▶ [Yazı bölümü]:
*-*-*
Schlieman, elbette, güle oynaya, Osmanlı idaresine 50 bin frank öder. Çünkü: hazinenin gerçek değerinin 1 milyon frank olduğunu bilmektedir. Ama; malum Osmanlılar asla bu tür şeylere önem vermediklerinden, 50 bin frank alınır ve konu kapanır. Bunu niye anlatıyorum? Çünkü; günümüzde, hazineyi elinde bulunduranlar, Osmanlı idaresinin aldığı bu para ile, hazine üzerinde söz hakkının bulunmadığını söylemektedirler. Takdiri size kalmış, 10 bin frank. Ama; sonuçta, kabullenilmiş bir para, ne söyleyeceğimi bilmiyorum.
Evet; devam edelim. Schlieman; hazineyi Yunanlılara teklif eder, kabul görmez. Sonra Almanlar. Evet; Almanlar kabul eder ve hazine Berlin Müzesine yerleştirilir.
2’nci Dünya Savaşında, hazine Müze yanındaki hayvanat bahçesinde saklanır ve savaş bitiminde, hazineden bir daha haber alınamaz. Derken; 1991 yılında, binlerce parçadan oluşan hazinenin en değerli parçalarının, Rusya-Moskova’da Puşkin Müzesinde bulunduğu açıklanır.16 Nisan 1996 tarihinde ise; hazine, Ruslar tarafından, Almanya’dan alınan kurşun geçirmez vitrinlerde sergilenmeye başlanır.
*-*-*
▶ [Verilen kayıtlar]:
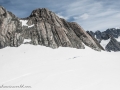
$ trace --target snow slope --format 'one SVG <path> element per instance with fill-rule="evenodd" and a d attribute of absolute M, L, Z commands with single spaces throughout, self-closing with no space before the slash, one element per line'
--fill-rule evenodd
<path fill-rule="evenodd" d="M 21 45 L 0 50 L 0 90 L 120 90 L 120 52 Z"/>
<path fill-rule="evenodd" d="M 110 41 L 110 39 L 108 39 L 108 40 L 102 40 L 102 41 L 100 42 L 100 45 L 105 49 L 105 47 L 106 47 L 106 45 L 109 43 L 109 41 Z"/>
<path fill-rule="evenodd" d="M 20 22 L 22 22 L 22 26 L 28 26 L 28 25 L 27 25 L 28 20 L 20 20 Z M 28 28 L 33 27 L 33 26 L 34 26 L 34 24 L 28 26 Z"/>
*-*-*
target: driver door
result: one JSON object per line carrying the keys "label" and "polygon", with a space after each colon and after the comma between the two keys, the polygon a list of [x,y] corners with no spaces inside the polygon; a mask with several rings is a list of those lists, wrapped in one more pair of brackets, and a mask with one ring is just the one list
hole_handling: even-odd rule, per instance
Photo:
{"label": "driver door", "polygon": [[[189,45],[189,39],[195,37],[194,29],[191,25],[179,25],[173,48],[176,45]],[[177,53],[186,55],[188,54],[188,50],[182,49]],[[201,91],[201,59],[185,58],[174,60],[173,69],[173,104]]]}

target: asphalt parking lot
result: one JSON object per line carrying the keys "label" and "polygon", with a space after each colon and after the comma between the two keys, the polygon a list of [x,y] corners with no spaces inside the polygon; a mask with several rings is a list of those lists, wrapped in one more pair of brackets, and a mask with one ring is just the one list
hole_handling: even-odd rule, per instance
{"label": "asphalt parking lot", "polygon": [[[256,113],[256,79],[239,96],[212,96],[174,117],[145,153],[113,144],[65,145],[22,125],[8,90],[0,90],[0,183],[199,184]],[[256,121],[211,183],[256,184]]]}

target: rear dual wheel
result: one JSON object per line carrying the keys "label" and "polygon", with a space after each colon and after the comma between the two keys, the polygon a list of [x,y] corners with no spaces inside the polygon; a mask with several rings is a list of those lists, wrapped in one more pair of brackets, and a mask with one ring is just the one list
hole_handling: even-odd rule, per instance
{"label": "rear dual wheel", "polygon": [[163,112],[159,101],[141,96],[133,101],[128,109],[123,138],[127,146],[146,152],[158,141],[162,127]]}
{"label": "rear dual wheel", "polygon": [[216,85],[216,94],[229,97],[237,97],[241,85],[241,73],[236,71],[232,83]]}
*-*-*
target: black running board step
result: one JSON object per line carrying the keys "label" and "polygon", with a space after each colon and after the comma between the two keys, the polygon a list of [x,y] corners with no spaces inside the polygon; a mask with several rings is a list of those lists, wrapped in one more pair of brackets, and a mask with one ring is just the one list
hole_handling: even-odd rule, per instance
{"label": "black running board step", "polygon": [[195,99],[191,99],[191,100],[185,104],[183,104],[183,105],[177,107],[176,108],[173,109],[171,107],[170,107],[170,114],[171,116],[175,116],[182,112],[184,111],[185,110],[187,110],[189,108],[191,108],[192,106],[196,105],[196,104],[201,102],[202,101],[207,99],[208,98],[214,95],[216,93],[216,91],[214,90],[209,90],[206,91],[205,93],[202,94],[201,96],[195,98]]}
*-*-*
▶ [İstek]: Schlieman ve hazine üzerine olan yazıyı son cümlesinden sonra sürdürün.

▶ [Yanıt]:
Olağanüstü güvenlik önlemleri alınır. Hırsızlıkla elde ettikleri hazinenin, ellerinden çalınmasından korkmaktadırlar. Sonuçta: Ruslar ve Almanlar arasındaki hazine pazarlığı, Rusların şu sözleri üzerine biter: Şöyle ki, Ruslar ” Hitler’in 2’nci Dünya savaşında, Ruslara verdiği zararların tazminatı olarak hazineyi aldıklarını ” söylerler. Bakın, görüyor musunuz, Ruslar ve Almanlar arasında, hazinenin sahipliği için kıyasıya rekabet olurken, hazinenin anavatanı Anadolu’yu düşünen, Türkiye’nin fikrini soran yok. Düşünebiliyor musunuz ki, bu hazine bir Rus veya Alman topraklarından çıkarılmış ve bir Türk tarafından çalınmış olsun, nasıl gürültü koparacaklarını bir düşünün lütfen.
Evet: amacı yalnızca hazine bulmak olan bir Alman, Heınrich Schlieman tarafından bulunan Troya kenti. Savaş biter, normal şartlarda, savaş meydanında kazanılamayan mücadele, büyük bir hile ile, Akhalılar tarafından kazanılır.
Hemen akla şu geliyor. Bizler; tarihi süreç içinde savaş meydanlarında yenilmediğimiz çoğu zamanlarda, masa başında veya başka türlü hileler ile yenilmişiz. Troya’da aynen böyle. 10 yıllık kuşatmaya dayanıyor, ama saçma sapan bir hileyle yeniliyorlar. Neyse; devam edelim. En başta söylediğim gibi, Batılılar ve özellikle Avrupalılar; Helen uygarlığını ve geçmişini, kendileri de sahiplenmektedirler.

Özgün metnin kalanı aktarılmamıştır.